Your task is to repeat exactly the lines below between the line holding "box: [927, 0, 1000, 57]" and the line holding "positive clicks: (127, 643)", inclusive, and only those.

• **EXERCISE DATA**:
=== Begin Enclosure ===

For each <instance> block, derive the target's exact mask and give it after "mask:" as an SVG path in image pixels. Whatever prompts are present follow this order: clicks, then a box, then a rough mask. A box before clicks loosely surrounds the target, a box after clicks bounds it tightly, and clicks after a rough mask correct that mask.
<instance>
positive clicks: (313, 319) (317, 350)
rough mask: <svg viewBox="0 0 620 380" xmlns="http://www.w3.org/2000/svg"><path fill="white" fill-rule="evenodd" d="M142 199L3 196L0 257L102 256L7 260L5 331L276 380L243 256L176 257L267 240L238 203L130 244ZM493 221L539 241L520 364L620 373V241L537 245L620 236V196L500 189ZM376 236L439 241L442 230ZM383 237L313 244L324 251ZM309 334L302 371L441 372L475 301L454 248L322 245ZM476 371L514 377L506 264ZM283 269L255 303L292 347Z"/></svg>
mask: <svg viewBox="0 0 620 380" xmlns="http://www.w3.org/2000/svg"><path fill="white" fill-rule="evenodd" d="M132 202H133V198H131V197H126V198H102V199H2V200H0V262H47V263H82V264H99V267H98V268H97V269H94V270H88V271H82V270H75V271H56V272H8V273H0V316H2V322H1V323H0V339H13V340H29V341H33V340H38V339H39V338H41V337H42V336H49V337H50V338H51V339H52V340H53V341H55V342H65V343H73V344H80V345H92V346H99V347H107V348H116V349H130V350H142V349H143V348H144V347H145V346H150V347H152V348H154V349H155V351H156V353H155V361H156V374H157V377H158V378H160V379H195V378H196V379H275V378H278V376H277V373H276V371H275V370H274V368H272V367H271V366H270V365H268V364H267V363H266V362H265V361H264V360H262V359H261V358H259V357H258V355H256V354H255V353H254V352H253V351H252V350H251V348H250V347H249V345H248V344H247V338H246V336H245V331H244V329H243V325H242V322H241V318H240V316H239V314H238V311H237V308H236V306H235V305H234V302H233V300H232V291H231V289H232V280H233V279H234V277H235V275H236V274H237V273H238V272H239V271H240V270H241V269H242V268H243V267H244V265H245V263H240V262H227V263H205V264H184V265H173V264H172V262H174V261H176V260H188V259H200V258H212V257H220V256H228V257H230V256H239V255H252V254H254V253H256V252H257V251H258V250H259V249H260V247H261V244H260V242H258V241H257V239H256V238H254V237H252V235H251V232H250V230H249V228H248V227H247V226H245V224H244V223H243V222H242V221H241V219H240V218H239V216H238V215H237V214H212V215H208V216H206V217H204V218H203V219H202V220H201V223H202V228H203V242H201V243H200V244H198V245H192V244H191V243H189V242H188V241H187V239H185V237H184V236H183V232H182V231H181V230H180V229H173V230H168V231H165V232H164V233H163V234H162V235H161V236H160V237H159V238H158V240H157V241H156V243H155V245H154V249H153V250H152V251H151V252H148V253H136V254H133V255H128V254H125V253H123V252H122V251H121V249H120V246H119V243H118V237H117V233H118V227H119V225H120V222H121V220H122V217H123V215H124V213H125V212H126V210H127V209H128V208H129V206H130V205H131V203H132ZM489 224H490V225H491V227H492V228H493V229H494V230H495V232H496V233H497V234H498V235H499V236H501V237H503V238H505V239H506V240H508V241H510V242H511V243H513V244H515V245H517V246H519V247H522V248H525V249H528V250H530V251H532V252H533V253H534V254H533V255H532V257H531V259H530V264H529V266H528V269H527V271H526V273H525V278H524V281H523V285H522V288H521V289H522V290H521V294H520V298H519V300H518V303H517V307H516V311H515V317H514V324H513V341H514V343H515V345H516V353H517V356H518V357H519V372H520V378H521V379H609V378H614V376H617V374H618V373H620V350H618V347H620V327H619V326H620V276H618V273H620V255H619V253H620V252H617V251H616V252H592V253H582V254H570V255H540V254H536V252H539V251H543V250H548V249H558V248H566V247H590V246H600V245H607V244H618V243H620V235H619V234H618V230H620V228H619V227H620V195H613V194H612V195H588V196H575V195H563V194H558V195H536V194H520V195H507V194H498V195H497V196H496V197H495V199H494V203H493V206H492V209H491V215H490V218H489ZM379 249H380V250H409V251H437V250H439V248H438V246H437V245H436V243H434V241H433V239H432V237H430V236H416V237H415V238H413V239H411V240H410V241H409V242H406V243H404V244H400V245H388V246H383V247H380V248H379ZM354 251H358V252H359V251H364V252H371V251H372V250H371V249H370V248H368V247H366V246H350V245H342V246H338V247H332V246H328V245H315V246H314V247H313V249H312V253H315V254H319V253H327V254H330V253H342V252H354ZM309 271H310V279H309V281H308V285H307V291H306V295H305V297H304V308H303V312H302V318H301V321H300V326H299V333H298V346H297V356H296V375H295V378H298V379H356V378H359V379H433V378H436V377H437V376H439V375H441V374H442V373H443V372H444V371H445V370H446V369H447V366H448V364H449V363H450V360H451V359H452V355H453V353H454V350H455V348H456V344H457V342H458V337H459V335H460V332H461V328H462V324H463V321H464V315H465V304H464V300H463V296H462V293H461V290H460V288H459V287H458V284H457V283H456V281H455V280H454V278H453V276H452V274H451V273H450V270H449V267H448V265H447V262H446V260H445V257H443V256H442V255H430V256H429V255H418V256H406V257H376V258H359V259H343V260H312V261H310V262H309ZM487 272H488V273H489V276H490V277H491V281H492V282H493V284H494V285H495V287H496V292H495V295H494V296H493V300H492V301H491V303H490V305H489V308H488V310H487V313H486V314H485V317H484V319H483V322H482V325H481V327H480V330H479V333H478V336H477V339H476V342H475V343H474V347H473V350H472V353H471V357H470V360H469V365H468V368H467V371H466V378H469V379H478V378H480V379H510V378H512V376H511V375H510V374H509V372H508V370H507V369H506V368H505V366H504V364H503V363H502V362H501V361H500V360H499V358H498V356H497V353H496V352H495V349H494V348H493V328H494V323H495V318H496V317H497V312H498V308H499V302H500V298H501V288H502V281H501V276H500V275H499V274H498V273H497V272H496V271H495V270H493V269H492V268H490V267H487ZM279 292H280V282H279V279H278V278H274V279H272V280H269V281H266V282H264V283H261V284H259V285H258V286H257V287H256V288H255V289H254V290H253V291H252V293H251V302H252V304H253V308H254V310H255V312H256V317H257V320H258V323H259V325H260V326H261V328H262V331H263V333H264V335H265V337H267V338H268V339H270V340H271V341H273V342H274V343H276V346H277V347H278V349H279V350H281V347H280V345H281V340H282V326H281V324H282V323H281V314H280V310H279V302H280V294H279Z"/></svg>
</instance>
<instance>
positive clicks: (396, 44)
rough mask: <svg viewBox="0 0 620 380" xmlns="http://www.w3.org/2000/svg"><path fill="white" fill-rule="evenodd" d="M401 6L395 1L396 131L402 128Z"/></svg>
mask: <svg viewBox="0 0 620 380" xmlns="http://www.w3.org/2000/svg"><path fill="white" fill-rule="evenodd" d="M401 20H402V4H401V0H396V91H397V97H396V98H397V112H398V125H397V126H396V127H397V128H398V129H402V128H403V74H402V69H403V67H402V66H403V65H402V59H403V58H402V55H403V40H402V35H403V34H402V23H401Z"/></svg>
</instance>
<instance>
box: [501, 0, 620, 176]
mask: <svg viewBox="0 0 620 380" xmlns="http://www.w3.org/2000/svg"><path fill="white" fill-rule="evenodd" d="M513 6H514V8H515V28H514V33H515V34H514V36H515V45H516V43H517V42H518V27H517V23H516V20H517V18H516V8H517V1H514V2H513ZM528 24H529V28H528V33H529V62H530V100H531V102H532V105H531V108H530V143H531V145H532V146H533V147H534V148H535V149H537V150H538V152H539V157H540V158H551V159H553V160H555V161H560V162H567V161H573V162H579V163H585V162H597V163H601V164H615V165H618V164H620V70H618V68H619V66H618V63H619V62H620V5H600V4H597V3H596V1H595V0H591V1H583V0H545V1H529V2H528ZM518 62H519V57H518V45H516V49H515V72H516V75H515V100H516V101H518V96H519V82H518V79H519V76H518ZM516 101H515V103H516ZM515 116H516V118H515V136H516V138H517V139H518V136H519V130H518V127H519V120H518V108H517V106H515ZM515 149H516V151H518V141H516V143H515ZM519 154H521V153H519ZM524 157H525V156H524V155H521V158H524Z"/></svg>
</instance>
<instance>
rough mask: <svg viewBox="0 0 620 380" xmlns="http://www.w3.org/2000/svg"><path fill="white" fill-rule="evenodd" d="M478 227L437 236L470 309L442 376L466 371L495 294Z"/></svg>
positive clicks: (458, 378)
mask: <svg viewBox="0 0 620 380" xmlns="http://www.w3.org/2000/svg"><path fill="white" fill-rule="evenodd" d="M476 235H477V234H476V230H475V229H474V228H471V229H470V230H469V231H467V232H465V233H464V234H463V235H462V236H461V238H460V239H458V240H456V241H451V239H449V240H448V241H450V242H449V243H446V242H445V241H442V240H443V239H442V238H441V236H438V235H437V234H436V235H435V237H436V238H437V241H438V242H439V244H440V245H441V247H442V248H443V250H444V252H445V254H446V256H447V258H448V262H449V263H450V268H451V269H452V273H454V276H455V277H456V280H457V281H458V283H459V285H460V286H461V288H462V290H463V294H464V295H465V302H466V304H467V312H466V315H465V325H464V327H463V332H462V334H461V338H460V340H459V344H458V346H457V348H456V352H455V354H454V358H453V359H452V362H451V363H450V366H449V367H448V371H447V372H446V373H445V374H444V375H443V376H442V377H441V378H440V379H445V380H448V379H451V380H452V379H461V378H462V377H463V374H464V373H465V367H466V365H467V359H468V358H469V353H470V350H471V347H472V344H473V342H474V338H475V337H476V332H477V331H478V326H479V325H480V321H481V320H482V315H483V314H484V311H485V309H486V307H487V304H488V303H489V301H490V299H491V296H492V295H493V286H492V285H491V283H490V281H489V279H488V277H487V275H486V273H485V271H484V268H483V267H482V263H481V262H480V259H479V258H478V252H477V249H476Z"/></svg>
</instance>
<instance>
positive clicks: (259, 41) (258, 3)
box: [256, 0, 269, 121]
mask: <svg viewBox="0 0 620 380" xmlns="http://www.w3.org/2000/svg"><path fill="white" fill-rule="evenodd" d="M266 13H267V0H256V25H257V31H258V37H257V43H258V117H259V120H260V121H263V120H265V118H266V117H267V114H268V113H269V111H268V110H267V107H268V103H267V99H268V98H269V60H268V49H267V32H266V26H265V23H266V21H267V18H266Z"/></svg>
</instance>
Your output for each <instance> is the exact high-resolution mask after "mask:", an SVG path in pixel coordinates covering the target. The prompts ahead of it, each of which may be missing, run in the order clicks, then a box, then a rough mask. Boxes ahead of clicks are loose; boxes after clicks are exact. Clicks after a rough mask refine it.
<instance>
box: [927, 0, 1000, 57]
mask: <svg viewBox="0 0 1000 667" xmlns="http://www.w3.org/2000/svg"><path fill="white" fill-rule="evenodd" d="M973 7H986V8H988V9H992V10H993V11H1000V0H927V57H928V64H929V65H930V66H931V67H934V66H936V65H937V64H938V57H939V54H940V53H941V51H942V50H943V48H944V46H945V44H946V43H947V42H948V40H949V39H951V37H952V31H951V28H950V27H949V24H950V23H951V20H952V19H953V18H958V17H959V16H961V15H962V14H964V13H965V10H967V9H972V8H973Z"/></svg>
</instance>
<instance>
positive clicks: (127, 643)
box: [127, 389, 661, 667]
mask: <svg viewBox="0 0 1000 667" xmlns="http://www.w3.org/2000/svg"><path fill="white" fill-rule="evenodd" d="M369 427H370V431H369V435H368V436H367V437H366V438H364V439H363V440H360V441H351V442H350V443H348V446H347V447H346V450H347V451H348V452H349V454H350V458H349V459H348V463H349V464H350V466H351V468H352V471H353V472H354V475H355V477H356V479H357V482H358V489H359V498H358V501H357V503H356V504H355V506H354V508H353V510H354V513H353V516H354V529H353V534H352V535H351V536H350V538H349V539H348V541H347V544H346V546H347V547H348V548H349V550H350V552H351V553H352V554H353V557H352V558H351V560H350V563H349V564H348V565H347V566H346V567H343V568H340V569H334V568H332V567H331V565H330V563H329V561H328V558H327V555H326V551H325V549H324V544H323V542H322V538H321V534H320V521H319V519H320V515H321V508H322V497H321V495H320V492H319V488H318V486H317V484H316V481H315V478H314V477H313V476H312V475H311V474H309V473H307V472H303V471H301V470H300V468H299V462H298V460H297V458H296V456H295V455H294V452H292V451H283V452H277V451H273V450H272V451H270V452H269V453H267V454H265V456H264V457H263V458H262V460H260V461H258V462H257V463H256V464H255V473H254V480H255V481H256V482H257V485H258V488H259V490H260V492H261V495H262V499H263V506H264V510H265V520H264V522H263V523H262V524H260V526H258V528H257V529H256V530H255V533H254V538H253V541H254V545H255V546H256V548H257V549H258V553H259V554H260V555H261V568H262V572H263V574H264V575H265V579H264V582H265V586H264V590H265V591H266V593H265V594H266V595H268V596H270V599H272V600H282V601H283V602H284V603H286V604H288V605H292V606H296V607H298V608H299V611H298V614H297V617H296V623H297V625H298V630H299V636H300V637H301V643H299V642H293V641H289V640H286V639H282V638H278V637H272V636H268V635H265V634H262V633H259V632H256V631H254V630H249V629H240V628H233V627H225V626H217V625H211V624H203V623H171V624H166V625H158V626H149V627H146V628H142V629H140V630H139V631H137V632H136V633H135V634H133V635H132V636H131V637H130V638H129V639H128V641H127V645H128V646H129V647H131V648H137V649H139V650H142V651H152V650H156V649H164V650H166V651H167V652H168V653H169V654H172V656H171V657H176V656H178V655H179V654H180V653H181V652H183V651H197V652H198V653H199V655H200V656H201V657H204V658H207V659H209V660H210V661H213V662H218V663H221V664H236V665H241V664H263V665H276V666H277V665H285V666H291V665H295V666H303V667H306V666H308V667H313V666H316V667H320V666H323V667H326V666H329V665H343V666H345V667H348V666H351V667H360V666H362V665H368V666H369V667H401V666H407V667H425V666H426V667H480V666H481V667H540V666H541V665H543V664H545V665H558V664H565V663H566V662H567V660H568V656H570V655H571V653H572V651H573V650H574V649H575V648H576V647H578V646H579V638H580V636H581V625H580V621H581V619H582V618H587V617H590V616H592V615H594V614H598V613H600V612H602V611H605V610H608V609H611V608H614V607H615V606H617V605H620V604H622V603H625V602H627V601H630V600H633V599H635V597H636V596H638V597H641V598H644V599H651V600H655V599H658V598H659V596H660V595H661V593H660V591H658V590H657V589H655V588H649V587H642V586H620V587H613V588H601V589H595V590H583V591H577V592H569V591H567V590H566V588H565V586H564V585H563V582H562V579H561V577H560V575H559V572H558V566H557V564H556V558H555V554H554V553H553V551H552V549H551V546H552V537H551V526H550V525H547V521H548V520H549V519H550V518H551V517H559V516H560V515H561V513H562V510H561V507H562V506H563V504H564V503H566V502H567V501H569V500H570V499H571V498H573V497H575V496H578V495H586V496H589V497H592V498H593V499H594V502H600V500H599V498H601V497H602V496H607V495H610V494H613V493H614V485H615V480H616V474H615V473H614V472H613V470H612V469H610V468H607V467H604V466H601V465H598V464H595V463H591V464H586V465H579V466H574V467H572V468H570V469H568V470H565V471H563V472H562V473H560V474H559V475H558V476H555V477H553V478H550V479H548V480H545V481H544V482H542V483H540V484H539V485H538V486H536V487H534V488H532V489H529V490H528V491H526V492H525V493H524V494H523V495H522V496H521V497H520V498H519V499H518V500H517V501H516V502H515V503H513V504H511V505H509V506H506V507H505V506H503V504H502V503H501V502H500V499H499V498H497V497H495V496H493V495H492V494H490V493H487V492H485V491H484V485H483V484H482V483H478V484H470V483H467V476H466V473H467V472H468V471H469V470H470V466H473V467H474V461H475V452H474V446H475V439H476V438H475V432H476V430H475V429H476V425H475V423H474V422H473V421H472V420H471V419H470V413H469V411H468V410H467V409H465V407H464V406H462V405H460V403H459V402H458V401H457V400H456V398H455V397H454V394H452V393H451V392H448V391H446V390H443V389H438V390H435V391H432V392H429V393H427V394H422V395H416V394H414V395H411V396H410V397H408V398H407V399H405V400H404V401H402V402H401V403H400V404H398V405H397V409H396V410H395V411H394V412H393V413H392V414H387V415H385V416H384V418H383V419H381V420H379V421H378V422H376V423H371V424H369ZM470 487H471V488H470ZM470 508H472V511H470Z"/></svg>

=== End Enclosure ===

• **YOUR SOLUTION**:
box: [927, 0, 1000, 57]
mask: <svg viewBox="0 0 1000 667" xmlns="http://www.w3.org/2000/svg"><path fill="white" fill-rule="evenodd" d="M973 7H986V8H988V9H992V10H993V11H1000V0H927V57H928V64H929V65H930V66H931V67H934V66H936V65H937V64H938V57H939V54H940V53H941V51H942V50H943V48H944V46H945V44H946V43H947V42H948V40H949V39H951V37H952V31H951V28H950V27H949V24H950V23H951V20H952V19H953V18H958V17H959V16H961V15H962V14H964V13H965V10H967V9H972V8H973Z"/></svg>
</instance>
<instance>
positive clicks: (127, 643)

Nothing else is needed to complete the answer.